> **Stated goal**:
Write out the records below word for word, leaving out the pictures.
============
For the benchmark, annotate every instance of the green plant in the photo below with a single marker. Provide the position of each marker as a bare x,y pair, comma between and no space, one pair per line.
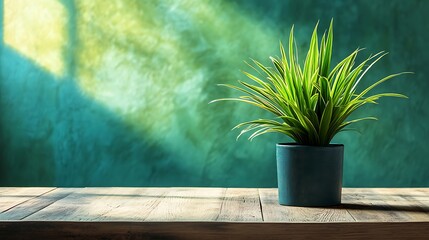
312,103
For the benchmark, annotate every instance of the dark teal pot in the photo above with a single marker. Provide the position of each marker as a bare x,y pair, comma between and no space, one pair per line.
309,175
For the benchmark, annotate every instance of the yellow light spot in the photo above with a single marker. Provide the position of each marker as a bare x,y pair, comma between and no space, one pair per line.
37,30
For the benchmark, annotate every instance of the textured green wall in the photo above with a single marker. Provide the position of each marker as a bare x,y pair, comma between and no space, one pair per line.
115,94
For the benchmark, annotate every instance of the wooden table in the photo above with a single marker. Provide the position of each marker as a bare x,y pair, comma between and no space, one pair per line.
208,213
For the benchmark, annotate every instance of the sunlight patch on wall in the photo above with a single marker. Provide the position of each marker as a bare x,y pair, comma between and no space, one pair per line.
37,30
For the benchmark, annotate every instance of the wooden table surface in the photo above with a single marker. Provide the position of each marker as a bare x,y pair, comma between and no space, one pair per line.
194,213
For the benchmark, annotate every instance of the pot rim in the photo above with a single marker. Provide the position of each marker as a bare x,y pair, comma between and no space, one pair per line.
297,145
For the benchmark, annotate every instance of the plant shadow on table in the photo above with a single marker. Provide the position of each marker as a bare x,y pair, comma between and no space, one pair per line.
383,207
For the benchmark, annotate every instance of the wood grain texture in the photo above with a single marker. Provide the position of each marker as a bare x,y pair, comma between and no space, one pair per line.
274,212
189,204
241,205
134,204
12,197
385,205
212,230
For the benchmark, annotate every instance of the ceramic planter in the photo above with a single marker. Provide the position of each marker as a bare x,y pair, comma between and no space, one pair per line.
309,175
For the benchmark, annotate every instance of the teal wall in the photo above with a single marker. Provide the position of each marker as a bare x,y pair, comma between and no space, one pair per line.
97,94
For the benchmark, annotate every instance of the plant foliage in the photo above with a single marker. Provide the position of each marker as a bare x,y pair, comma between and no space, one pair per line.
312,102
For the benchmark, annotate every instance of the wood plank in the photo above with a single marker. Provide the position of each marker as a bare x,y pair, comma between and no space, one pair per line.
84,204
212,230
35,204
274,212
384,205
135,205
189,204
241,205
12,197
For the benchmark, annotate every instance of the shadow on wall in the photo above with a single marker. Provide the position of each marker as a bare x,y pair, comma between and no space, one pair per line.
53,135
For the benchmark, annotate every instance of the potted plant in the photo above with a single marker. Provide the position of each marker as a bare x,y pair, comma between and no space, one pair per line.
312,102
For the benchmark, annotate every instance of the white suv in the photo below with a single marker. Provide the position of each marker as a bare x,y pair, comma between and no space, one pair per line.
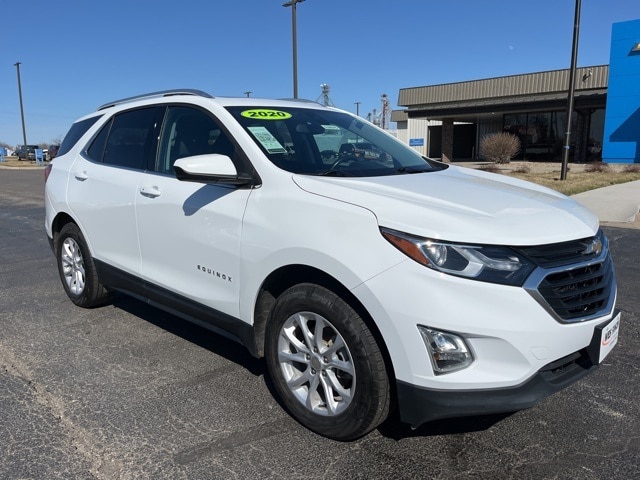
370,278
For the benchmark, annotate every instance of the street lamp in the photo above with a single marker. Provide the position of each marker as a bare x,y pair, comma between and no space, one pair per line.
292,4
24,131
572,76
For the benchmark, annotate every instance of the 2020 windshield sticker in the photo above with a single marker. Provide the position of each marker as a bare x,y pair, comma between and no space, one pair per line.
266,114
268,141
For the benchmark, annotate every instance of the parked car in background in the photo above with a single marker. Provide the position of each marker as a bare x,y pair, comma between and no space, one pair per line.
52,151
26,152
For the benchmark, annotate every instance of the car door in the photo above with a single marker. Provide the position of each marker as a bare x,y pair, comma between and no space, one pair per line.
190,232
103,184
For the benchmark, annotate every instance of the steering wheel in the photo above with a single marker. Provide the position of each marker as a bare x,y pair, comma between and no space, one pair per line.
345,159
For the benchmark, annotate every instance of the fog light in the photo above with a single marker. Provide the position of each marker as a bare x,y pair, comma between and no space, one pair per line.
448,352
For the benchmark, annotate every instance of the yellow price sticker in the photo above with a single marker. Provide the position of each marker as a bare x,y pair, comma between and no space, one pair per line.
266,114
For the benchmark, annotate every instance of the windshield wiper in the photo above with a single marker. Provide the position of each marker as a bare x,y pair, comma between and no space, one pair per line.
334,173
413,170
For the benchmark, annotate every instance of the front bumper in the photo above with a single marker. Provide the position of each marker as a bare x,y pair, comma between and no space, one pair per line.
418,405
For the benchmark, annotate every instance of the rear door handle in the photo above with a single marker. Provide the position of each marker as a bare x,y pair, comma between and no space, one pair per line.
150,192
============
> **Output for this task**:
For the benchmark, annotate every instance of the green plant in the photo below with a single marker. Provide the position of each marker as a bare x,y pair, comma between and no space, one pair per line.
312,103
For the benchmark, annotate every instance of the dark teal pot in the photo above with a single marker. Provide the position of each marker as a bare x,y pair, comma between and no space, one pair per line.
309,175
For the benchmark, annotate every instance of the yellow light spot in the photo above with a single marker. Provide the position of each marker as a bare x,y pair, comma between and no space, one pair per line.
37,30
For the benchmark, annotate every instance of the textured green wall in the photo above with a single marker. Provide the position of each marker as a bare x,y pair, comma between and no space, one pair per line.
115,94
For the benchmark, annotate every instance of the wooden table in the photo above with a single marker. Provide the position of each marker as a bare x,y pair, comma between and no space, one pair per line.
208,213
For the benchmark, annotate every instance of the sunlight patch on wall in the photo above with a single marker. Provide the position of each marker as a bare x,y pair, comma between and no space, one pair per line.
37,30
For the benchmark, annotate every instance of the wooden table surface in the photo above with a single marker. Provide the position of each marker as a bare x,y pair, comma between and no space, one pair per line.
194,213
For the benchmark, annotate every instance of the pot rim in the photo above with a single marker. Provide the position of each marker as a bare x,y pair, comma between and no space, one pair per line.
297,145
For the benchmark, annotate every instance of the plant shadow on table in the photo above with a single marker. Provide the position of each marker as a bare x,y pair, comma between and no space, one pair per line.
383,207
For the benchmark, annotate every instance of the wood grain texture in the photo above with a single marker. Provide the position of each marker as a bare x,y pair, comma between and no space, one pair per line.
274,212
189,204
241,205
134,204
12,197
385,205
212,230
For the benchmark, annotate every instance of the ceramic planter in the photo above with a single marker. Provide the position of each marker as a bare x,y pair, comma between and no space, one pair per line.
309,175
For the benchmark, annotate every instance of the teal wall in the photo above with a single marker. Provide the position of each marker as a bare x,y pair, comma between and no space, one pair per line.
97,94
For the benchmark, annotate every instance of the plant foliage in the photo above with a single marker. Provide the position of each marker as a bare x,y pair, comma between and no space, one pair per line.
312,102
For the benchmark, annotate every instance of the wood plank in the photo above with a single marker. Provide the position of each marker as a bare x,y pair, comma between and no space, one pair per line.
84,204
212,230
35,204
274,212
384,205
135,205
189,204
241,205
12,197
For the benchmark, annotate every instance of the shadow on wall in the photo above with a single marker. Provide the position of each marker as a bare x,y pair, comma between and no space, one pair per line.
53,135
For the benchmark, annotate every instance of the potted plant in the photo above with a single marker. Provide the position of each marker as a bare x,y pair, comma between and no space, one pair per line.
312,102
For the benchmark, annotate every instance of the white suv in the photo below with a single marker. Provide the position of each marker as a bare x,y pair, comma between and no space, one pair per line.
370,278
For the benchmark, annotate every instance of the street lamp in the photo above with a single marker. Provide the position of each marker as a bare x,y pair, comma between and no space, one pair per line.
292,4
24,131
572,76
For the benchmark, annotate every instance of the 2020 windshield sticker in the photo above with a single marker. Provide the position of each marker as a bare x,y pair, comma between and no space, one pair per line.
266,114
268,141
For the benchmark, annotate every instance of the parked car in background in the photo above with a single marker. Provide the position of each marker as a bare x,y pair, comma between and no space, one pair per line.
52,151
26,152
For the benchmark, annotate every instance of the car door in the photo above with a single marker. Provide the position of each marker as a bare x,y pair, comma between and no space, one pair per line.
190,232
103,184
For the benchmark, annotate every instance of the steering wheel in the photo above with a single marker. Provide the position of each marker as a bare x,y pair, comma between and no space, one pair per line.
345,159
For the benchmark, annotate every instance of the fog light in the photo above with a single marker. Provide the position of each marker as a bare x,y pair, comma between and no space, one pair per line.
448,352
For the benchmark, annotate every instance of the yellow price sticker in the photo above with a single marker. Provide the position of each marker as a bare x,y pair, comma between and no space, one pair per line.
266,114
For the benchmark, annotate every instance of the windshield wiper in the photo above with a single marker. Provide the position of each marker as a bare x,y pair, comma between and no space, one pair per line.
334,173
413,170
For the benchmark, annotate every instance of the front bumper in the photo above with a single marker. Provide the position of each marker as a bare x,y pair, comma between and no space, one pair per line.
418,405
For the benchmark, annotate every instance of the rear door handle in the photo above with a single marker. Provide the position of each marker as a bare x,y pair, comma between and no space, one pair per line.
150,192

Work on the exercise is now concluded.